What is asked
Please count how many lines of the items below contain the word "each". Reply with the number alone.
________
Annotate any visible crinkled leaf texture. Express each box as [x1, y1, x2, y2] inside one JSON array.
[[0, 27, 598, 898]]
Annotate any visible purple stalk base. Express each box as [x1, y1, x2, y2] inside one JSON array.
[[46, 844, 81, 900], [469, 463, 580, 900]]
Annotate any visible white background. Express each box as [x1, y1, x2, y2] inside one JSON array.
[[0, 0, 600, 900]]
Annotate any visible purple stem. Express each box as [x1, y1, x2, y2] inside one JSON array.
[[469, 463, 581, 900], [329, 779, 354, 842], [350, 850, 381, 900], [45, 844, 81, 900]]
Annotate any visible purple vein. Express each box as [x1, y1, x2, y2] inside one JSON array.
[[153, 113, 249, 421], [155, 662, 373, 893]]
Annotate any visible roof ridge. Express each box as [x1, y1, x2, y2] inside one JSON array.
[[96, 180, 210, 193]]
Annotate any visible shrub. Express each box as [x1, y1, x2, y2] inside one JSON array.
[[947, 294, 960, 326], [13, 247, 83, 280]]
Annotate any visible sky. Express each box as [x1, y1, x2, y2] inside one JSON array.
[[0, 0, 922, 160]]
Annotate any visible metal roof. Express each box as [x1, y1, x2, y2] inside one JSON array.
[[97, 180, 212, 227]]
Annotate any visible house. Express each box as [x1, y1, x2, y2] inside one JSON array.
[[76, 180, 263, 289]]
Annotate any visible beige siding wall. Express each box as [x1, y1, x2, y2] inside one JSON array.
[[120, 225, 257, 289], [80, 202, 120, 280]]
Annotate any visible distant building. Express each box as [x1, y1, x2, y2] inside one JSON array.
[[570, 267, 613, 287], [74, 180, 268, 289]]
________
Written solution
12